*** Opening of Document segment ***

Recently on TC Daily Planet, Sheila Regan wrote about the disheartening phenomenon of music being dropped from the school-day curriculum at EXPO elementary. Unfortunately, it’s not surprising that this is happening and it’s not entirely new. Arts education historically has been underfunded and valued, particularly in the 13 years since No Child Left Behind, where testing of reading and math have drawn focus away from other subjects.
Perhaps as a way to combat the trend, arts educators have come up with their own assessment models and ways of measuring the value of arts education through various means. The Perpich Center for Arts Education (PCAE) has been leading this charge, particularly in the realm of arts integration, where academic achievement is bolstered by art-making. For example, visual arts might be used as a way to understand geometry, or dance might be used as a way to understand molecular biology.

*** Close of Document segment ***
*** Opening of Record excerpts ***

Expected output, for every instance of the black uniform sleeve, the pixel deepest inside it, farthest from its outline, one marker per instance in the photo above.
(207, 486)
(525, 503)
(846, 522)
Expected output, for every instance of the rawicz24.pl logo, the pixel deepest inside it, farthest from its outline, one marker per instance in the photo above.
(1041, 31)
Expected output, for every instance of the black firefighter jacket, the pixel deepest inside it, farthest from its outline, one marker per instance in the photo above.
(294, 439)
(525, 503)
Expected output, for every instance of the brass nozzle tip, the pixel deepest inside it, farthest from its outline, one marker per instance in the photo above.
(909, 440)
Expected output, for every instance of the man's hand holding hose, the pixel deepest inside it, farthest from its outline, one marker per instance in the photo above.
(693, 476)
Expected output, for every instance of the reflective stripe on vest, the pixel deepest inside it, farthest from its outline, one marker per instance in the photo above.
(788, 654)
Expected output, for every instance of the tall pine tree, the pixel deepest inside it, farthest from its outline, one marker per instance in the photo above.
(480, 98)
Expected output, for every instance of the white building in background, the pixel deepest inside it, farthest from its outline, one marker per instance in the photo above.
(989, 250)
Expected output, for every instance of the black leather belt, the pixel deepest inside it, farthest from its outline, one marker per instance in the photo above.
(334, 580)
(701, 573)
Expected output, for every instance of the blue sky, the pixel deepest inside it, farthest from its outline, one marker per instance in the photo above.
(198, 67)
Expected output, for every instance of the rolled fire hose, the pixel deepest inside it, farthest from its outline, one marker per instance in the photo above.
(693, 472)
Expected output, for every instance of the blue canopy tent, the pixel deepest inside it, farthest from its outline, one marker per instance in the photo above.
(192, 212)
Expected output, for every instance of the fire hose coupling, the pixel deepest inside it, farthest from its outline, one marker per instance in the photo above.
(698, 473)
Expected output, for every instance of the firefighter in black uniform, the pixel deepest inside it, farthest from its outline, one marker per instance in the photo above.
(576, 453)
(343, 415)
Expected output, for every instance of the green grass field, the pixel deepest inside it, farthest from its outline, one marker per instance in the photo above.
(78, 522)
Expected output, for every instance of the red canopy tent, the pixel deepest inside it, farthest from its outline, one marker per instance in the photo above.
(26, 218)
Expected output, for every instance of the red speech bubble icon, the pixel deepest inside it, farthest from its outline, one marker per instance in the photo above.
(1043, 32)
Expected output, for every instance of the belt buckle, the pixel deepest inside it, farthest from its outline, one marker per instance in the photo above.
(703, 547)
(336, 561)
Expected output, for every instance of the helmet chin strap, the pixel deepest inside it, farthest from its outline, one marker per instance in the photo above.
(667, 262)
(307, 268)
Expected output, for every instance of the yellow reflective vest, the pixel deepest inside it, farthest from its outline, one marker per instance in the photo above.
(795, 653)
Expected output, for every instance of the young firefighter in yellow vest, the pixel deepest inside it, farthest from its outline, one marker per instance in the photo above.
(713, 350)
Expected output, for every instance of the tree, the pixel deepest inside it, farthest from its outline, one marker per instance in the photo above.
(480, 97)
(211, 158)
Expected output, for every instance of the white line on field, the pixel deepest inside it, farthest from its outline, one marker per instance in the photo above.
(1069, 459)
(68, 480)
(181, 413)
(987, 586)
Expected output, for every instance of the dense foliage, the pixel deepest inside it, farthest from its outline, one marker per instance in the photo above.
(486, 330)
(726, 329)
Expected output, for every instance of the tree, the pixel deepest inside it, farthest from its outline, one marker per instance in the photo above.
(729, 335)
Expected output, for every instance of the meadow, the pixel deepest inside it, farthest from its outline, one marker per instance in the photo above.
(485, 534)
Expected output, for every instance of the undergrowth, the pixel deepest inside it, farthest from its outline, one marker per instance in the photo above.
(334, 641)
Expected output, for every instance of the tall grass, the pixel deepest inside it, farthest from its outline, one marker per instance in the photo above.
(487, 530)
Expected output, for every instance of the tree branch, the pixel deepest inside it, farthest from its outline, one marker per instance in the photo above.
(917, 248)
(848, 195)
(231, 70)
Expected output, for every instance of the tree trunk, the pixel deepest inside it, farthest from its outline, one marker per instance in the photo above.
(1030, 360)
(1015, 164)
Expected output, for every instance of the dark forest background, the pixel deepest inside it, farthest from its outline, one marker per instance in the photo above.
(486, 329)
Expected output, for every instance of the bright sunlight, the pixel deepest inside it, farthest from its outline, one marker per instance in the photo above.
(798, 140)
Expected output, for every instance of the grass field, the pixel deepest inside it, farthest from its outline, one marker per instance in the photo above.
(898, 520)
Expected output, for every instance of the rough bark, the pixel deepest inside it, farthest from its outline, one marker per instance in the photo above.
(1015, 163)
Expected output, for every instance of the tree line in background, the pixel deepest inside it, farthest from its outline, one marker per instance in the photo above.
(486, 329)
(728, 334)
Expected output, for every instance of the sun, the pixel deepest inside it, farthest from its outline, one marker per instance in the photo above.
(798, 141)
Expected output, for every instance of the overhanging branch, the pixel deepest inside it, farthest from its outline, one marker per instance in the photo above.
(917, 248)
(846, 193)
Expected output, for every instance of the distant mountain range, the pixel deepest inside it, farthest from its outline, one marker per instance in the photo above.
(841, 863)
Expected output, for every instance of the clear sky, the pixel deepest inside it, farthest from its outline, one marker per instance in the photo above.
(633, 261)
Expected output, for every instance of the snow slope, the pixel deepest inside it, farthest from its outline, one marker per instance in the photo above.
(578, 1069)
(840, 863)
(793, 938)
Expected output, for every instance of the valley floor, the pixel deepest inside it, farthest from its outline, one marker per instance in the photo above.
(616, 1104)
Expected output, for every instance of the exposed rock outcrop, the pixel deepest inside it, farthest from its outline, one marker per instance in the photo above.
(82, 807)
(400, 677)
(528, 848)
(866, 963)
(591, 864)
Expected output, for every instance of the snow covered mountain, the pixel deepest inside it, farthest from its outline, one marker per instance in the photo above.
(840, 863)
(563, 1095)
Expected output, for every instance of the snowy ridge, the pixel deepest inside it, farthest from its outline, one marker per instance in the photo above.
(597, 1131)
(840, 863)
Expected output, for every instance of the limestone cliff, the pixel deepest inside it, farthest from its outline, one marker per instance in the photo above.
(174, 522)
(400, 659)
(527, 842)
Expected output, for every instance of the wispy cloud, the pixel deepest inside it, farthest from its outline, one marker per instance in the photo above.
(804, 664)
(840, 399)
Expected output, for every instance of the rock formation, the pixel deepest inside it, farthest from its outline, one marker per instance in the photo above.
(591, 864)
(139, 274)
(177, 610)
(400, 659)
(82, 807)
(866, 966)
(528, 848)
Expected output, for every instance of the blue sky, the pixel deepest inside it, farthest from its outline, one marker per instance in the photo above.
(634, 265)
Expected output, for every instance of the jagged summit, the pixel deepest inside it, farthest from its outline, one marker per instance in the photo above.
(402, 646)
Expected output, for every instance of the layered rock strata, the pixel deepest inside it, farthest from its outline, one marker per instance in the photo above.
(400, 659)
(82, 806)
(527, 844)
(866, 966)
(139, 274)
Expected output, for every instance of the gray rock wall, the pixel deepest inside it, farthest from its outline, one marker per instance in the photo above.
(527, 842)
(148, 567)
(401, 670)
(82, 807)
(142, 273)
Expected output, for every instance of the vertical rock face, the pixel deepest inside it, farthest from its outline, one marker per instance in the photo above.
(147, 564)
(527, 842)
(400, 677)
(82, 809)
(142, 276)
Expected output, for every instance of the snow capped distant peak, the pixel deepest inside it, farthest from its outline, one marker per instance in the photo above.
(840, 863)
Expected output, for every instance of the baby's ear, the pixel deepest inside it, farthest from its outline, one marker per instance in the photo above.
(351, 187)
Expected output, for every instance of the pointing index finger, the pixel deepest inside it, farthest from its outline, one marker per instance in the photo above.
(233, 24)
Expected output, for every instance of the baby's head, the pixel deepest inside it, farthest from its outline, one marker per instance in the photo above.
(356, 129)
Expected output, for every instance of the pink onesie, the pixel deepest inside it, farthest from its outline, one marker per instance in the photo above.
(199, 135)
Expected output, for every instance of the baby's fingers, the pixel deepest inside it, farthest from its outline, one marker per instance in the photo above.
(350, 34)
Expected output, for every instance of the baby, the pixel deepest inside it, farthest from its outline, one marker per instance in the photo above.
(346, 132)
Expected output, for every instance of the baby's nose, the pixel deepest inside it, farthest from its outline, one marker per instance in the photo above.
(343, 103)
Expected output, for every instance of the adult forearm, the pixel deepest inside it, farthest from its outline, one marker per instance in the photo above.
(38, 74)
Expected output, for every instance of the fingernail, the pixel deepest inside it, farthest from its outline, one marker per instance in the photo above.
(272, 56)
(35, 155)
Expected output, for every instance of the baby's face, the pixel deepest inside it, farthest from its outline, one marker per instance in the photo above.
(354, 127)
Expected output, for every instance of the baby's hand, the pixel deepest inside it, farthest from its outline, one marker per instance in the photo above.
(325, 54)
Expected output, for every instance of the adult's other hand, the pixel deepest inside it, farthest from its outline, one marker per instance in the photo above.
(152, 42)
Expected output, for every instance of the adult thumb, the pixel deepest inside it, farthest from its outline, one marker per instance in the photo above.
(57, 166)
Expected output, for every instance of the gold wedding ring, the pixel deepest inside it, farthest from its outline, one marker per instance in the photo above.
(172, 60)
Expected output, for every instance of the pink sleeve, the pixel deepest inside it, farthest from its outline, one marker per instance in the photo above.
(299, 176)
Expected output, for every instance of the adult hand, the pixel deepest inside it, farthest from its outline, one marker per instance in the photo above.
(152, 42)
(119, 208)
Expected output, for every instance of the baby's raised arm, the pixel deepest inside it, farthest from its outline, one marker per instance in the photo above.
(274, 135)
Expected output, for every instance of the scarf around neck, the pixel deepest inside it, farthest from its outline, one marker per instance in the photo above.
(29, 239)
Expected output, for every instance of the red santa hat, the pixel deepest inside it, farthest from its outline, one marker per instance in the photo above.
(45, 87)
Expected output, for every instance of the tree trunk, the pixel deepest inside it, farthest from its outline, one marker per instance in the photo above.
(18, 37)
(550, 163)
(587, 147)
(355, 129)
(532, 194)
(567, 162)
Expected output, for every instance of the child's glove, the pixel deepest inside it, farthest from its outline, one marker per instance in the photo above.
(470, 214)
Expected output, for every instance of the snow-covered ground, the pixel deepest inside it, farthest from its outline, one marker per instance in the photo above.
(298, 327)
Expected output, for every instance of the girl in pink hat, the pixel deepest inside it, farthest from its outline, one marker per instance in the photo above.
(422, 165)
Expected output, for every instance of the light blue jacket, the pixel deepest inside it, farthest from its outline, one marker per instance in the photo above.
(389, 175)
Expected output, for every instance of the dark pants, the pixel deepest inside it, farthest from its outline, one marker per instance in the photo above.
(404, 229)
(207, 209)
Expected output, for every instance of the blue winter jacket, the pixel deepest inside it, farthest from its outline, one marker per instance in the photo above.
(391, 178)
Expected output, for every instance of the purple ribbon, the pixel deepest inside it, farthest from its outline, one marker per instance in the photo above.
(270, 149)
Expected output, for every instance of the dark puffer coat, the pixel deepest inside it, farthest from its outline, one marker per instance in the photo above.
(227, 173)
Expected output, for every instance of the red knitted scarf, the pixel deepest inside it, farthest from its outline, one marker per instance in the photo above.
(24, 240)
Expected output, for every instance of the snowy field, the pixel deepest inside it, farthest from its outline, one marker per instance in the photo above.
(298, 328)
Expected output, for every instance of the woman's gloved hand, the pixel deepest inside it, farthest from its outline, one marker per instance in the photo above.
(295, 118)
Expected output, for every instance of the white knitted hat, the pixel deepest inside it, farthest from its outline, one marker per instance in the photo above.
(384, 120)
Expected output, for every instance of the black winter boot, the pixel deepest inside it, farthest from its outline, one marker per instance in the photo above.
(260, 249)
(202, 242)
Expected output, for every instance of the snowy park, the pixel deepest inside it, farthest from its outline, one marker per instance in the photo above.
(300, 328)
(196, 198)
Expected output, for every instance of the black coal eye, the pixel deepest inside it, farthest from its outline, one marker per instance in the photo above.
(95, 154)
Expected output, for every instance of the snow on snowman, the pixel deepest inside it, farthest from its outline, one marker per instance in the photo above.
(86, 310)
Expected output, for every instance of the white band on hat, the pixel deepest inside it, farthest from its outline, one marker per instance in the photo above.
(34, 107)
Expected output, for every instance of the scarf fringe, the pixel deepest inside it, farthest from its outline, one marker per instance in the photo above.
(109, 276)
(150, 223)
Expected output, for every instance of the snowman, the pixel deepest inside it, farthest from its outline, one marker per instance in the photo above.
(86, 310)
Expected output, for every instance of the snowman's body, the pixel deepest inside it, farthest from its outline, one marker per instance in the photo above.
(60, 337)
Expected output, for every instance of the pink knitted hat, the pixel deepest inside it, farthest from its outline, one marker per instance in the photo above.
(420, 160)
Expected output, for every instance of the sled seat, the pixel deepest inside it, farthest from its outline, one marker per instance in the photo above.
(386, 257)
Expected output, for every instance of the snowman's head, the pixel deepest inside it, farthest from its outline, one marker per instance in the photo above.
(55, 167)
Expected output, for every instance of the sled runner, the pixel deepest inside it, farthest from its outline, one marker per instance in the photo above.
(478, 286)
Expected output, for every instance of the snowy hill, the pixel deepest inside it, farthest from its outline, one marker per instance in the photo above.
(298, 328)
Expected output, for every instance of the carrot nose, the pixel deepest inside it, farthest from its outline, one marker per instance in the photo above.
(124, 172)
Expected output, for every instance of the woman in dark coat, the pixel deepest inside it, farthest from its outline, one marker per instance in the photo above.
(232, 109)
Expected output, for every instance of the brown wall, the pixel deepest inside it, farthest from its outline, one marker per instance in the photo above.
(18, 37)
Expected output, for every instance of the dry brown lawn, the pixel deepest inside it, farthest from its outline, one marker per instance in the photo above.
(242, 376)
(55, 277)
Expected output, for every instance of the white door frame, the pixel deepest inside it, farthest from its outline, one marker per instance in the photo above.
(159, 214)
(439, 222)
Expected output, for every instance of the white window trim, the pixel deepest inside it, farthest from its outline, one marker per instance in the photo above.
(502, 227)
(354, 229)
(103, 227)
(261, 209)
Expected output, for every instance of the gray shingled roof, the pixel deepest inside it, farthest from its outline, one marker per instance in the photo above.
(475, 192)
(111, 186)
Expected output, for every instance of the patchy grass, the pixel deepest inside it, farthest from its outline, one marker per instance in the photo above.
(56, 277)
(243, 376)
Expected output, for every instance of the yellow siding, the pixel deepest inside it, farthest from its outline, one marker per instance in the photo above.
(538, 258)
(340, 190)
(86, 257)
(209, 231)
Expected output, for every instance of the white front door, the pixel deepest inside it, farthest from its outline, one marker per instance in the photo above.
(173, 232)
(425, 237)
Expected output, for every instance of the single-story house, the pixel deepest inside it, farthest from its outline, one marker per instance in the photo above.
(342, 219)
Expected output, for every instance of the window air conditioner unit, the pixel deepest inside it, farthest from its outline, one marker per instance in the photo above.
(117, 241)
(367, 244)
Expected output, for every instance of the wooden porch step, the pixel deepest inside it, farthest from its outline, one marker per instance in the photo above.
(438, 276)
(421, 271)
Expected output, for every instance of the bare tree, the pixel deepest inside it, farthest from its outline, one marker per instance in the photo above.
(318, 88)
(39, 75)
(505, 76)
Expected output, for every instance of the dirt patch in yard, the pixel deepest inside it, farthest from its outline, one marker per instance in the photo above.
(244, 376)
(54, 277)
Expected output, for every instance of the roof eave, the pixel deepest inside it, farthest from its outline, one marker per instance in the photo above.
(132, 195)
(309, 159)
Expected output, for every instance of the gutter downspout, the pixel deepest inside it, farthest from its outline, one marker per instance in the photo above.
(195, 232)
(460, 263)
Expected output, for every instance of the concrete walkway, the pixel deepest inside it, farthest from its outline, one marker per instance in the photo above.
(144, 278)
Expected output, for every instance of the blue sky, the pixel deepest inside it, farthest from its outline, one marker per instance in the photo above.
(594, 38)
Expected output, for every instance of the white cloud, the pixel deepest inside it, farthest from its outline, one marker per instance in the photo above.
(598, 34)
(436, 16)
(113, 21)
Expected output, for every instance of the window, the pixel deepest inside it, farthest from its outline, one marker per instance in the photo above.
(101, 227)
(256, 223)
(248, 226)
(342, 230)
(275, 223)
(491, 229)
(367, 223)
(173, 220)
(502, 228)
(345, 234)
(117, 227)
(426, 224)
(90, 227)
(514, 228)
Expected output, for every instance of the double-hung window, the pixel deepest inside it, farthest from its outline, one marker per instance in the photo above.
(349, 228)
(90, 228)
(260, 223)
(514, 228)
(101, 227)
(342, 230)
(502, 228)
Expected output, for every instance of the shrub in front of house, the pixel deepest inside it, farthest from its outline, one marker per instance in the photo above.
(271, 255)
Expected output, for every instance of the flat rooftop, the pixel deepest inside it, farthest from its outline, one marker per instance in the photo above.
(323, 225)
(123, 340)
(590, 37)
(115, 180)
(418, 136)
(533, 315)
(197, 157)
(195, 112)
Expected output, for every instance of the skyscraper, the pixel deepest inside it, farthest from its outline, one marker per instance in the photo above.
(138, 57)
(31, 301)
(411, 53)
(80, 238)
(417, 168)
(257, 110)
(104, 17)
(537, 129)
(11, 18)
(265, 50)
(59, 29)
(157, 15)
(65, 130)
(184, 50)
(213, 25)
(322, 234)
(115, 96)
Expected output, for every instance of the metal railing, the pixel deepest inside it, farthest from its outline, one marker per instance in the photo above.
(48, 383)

*** Close of Record excerpts ***

> [Task description] Go on with the article on arts education in schools, picking up after its final sentence about dance and molecular biology.

> [Exercise result]
Metrics are one way to show the value of art in the classroom. You can look at various studies that show direct correlations between, say, music education and academic achievement. Even more directly, when you break art education down into rubrics, the value becomes evident. In a theater class, a young person learns skills that aid them in public speaking, confidence and collaboration. An art class teaches self-expression and communication, not to mention coordination skills. Whatever the arts activity, you can pick out skills that a student gathers along the way, whether its critical thinking, emotional intelligence, abstract thought or physical fitness.
I do believe these measurable skills can all be attributed to arts education, but for me, there’s something missing when you break it down so much. There’s something inherently unquantifiable about art. There’s magic to it, something that you feel physically when you experience it, that you sense in your stomach and at the back of your neck.